Clegg, like many in the field, acquired a lot of skills along the way. But as they prepare for the working world, chemical biologists need to guard against “superficial training in everything,” she says. “One challenge that a chemical biologist may have is trying to find his or her niche. As a chemical biology graduate, you might end up being a jack-of-all-trades and a master of none. If you haven’t gone into enough detail in one of the disciplines, you’re not sure how to market yourself.”
At the same time, Shawn Tang, a principal staffing consultant for Genentech’s Research and early development divisions in South San Francisco, recommends that students who are finishing up their graduate studies or contemplating a postdoc position obtain a wide range of training, including experience with automation and informatics.
“That could make them more marketable than someone who knows one thing and one thing only,” she says.
Candidates who apply to Genentech typically have completed a two- to three-year postdoc in which they have designed and completed an independent project. The company employs chemists with a biological bent, including chemical biologists, on teams that tackle oncology, inflammation, and central nervous system disorders. Genentech hired quite a few biofocused chemists in recent years because of good growth in its small-molecule division, Tang says. Unfortunately that means the company has fewer openings available this year.
No matter where they apply for work, Tang recommends that job candidates invest some time in polishing their curricula vitae. “Make sure it’s clean, it’s precise, it’s concise,” she says. Rather than cramming every activity into the document, it’s best to highlight the most significant information. For instance, full journal articles should be listed separately from presentations at conferences, which carry less weight.
Chemical biologists who are looking for a job need to be able to communicate their science and explain why it’s important, including the big picture, Harvard’s Balskus advises. They can practice by explaining their work to graduate students who aren’t in the chemistry program. Balskus makes sure the students in her lab have opportunities to present their work at venues outside of group meetings. The university helps by providing several informal settings, including journal clubs, where students can give presentations to broader audiences.

• Work request A
In the passage on chemical biology careers, print the text starting with "Chemical biologists who" and going on through "to broader audiences.".
• Work request B
Answer these questions from the passage on chemical biology careers:
(i) How long a postdoc have candidates who apply to Genentech typically completed?
(ii) According to Tang, what should be listed separately from presentations at conferences?
(iii) What informal setting does the university provide where students can give presentations to broader audiences?
• Work request C
Extend the passage on chemical biology careers with the next part, picking up after its final sentence.

Collected data

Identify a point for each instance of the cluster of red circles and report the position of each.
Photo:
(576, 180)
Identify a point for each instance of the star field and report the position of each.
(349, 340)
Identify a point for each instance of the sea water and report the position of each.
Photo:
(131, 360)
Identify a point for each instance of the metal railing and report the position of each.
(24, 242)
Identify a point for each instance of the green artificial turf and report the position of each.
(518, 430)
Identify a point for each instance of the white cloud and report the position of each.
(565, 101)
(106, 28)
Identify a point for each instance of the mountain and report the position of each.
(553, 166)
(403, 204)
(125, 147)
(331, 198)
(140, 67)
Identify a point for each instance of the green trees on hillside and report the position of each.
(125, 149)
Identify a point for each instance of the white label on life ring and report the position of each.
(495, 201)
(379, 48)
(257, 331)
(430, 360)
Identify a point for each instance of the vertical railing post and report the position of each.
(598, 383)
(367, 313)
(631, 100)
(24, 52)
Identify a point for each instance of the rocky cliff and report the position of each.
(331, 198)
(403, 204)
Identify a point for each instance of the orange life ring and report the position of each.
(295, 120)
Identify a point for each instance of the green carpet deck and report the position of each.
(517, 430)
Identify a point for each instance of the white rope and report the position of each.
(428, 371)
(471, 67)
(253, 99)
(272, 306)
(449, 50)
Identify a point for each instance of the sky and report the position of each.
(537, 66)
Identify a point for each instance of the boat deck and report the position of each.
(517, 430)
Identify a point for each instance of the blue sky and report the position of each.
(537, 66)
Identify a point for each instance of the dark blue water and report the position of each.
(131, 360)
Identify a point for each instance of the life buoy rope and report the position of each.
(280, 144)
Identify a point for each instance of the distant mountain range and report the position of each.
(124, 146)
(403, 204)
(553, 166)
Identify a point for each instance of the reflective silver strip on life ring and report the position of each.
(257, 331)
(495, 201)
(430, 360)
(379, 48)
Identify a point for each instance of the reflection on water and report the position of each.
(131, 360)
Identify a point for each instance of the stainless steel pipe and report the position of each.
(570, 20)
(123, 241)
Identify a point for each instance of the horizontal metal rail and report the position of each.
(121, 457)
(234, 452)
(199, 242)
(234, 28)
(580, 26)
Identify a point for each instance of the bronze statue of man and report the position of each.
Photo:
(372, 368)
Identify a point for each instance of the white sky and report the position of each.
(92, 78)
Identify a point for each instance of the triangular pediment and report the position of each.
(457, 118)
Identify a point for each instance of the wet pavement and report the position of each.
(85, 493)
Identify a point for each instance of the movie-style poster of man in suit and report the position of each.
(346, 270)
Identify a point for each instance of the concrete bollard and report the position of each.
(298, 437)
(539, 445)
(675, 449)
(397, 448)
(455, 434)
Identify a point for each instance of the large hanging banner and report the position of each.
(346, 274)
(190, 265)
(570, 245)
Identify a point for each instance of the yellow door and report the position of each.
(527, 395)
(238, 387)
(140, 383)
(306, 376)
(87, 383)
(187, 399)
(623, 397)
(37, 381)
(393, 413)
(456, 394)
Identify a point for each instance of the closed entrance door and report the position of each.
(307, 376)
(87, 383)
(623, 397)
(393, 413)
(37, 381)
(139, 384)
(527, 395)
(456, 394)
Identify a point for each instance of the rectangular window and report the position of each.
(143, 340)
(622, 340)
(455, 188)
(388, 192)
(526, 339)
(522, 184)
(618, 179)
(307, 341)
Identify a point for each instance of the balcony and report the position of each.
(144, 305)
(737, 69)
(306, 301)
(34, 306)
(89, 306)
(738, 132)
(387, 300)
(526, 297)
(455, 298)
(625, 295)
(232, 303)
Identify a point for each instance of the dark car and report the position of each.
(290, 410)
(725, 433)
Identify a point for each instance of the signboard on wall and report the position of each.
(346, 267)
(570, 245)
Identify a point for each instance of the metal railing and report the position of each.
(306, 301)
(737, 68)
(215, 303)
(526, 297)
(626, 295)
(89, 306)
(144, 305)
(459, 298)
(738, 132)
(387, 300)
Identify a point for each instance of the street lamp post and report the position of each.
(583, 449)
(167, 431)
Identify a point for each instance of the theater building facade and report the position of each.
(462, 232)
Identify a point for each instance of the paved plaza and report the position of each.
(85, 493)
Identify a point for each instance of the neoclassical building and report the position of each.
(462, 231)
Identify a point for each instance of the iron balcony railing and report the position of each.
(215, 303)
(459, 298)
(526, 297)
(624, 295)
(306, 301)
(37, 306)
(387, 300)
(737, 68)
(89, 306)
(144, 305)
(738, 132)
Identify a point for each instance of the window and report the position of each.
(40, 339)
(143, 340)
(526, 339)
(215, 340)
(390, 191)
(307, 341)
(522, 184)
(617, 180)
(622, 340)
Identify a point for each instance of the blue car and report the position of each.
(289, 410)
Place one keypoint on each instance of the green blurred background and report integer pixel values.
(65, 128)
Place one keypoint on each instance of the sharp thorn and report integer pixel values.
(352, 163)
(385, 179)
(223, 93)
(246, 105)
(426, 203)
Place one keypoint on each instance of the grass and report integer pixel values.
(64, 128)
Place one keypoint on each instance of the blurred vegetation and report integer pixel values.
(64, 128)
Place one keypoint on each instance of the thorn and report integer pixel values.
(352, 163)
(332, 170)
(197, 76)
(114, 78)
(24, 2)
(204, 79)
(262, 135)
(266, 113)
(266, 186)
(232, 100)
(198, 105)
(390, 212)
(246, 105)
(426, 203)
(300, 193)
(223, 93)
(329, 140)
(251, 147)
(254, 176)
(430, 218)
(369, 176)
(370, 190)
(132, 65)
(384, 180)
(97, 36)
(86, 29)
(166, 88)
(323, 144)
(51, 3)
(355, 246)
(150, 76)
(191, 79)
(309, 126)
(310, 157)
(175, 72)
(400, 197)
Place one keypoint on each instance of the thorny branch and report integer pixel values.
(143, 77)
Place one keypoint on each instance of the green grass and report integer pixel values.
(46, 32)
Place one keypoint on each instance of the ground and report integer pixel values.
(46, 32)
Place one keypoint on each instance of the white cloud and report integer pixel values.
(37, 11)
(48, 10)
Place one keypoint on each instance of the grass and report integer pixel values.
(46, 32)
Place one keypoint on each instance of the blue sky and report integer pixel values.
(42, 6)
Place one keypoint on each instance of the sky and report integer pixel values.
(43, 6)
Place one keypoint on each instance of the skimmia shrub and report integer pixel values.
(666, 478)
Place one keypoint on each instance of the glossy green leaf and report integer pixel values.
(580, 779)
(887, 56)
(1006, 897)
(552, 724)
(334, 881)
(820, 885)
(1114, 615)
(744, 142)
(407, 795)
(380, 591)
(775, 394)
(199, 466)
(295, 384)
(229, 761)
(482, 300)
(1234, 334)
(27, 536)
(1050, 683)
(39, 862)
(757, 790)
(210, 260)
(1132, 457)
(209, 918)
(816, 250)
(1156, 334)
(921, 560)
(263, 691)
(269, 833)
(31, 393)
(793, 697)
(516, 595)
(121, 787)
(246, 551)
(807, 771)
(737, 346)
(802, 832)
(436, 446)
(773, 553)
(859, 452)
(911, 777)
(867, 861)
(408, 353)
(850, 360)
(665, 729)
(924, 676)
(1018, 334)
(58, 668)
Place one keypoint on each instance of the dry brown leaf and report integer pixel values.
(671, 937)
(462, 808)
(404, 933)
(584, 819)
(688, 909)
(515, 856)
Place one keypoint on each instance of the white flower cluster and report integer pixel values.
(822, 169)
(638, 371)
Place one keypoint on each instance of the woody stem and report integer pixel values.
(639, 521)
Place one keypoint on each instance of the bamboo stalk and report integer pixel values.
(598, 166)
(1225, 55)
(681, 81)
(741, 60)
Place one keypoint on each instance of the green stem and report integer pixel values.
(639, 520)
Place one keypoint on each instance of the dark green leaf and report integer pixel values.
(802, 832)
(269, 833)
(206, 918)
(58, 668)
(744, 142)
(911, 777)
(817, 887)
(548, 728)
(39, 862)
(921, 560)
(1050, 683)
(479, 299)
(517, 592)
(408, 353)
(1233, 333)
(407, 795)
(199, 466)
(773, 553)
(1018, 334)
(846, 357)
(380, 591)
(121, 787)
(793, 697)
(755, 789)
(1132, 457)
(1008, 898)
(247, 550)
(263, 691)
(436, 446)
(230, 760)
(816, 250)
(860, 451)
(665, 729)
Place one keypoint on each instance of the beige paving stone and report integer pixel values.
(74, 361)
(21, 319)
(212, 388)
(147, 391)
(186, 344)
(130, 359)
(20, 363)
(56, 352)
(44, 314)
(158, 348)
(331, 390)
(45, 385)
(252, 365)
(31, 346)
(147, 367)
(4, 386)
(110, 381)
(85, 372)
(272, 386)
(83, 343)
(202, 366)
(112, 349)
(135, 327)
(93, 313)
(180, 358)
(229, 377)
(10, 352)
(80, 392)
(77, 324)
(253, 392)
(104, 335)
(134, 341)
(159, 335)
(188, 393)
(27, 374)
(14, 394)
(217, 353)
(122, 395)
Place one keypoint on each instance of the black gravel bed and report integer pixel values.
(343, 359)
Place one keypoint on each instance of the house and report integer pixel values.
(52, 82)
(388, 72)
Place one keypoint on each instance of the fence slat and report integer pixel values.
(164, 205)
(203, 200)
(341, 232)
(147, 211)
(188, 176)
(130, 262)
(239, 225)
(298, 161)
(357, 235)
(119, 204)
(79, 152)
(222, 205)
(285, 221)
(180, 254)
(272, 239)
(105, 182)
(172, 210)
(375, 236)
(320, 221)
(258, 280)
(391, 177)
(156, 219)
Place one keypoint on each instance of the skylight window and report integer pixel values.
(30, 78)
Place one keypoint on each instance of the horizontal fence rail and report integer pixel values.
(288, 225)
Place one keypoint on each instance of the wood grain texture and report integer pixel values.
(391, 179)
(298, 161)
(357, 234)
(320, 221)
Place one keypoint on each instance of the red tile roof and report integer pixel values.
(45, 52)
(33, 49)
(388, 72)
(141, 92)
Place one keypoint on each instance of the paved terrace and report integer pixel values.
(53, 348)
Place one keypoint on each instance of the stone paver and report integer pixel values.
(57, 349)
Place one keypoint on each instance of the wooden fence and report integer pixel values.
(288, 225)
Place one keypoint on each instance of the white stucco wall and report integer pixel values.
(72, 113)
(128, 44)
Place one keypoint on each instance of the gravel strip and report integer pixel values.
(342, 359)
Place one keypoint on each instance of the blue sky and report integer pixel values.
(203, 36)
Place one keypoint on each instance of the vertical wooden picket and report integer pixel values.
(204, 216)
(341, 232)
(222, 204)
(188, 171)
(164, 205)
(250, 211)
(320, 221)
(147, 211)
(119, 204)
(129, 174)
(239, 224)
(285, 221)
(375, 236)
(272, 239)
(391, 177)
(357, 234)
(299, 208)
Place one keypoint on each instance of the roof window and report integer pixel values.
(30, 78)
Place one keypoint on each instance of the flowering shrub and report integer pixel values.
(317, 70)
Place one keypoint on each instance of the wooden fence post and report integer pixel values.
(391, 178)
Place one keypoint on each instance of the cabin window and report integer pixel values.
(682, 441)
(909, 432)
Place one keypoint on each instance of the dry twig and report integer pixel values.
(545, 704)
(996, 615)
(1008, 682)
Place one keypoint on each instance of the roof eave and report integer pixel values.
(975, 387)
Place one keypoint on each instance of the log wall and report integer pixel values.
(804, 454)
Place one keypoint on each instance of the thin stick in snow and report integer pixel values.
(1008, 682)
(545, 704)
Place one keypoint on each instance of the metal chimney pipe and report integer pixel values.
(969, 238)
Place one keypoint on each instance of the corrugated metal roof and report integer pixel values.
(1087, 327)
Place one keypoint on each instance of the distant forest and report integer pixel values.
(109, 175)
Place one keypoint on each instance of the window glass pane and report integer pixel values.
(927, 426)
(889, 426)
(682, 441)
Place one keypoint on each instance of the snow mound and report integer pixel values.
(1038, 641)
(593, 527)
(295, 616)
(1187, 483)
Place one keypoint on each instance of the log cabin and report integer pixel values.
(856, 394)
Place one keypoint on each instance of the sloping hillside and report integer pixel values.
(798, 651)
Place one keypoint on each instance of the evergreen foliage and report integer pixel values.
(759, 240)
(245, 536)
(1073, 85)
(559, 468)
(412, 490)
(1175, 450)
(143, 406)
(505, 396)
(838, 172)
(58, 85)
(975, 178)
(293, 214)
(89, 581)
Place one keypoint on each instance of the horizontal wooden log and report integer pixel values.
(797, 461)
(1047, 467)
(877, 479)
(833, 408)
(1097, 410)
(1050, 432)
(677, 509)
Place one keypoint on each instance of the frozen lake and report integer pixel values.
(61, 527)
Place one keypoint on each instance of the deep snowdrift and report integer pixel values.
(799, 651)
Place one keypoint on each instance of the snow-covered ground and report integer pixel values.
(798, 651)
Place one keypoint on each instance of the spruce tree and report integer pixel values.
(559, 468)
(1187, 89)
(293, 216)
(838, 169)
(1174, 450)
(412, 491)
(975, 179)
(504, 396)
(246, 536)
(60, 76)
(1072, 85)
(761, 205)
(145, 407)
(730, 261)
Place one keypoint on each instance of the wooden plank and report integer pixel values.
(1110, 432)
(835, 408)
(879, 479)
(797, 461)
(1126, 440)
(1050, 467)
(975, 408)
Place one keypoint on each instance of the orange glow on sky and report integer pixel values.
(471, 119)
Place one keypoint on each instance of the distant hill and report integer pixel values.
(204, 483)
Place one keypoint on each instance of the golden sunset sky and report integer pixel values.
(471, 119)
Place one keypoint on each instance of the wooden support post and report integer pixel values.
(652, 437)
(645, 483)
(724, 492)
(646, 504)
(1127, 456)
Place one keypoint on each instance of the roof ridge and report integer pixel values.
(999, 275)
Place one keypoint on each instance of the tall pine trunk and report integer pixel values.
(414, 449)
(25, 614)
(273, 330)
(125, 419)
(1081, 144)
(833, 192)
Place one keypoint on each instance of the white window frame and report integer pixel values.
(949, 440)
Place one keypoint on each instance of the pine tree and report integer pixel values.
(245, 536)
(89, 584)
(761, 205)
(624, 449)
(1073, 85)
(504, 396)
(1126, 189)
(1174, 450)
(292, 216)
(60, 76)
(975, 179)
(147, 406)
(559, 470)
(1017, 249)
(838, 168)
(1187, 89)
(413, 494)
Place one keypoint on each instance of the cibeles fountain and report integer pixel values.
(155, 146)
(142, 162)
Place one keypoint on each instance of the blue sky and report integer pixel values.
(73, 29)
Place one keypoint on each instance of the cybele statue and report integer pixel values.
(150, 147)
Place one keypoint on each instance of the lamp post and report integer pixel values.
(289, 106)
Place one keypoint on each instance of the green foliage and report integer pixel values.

• Final answer A
Chemical biologists who are looking for a job need to be able to communicate their science and explain why it’s important, including the big picture, Harvard’s Balskus advises. They can practice by explaining their work to graduate students who aren’t in the chemistry program. Balskus makes sure the students in her lab have opportunities to present their work at venues outside of group meetings. The university helps by providing several informal settings, including journal clubs, where students can give presentations to broader audiences.

• Final answer B
(i) A two- to three-year postdoc.
(ii) Full journal articles.
(iii) Journal clubs.

• Final answer C
Presenting talks has another benefit: The exposure helps postdocs become known by potential employers, Marmorstein says.
Candidates who are looking for their first job can also utilize the network of contacts they’ve established during their training. Clegg says Sawyers and other mentors were critical to the success of her own job search. “None of the jobs I applied to blindly online led to anything,” she says. “Only the ones where my adviser was able to make an introduction for me led to interesting possibilities.”
Job seekers should also take advantage of social media including LinkedIn and Facebook, Tang says. Genentech posts frequent updates on its Facebook page. Both Genentech and Novartis utilize LinkedIn pages, and their recruiters also comb these sites for profiles of potential candidates. Recruiters at both companies have profiles on LinkedIn, and scientists are welcome to reach out to the recruiters for advice and networking, even if they aren’t currently on the job market.
Regardless of the path they take, the field’s practitioners appear to feel a calling to their work. As Vanderbilt’s Marnett puts it: “When we interview incoming graduate students, they say, ‘I really love chemistry and I want to keep doing chemistry, but I want to do something useful with it. I want to make a difference. I want to help people.’ And chemical biology is perfect for that.”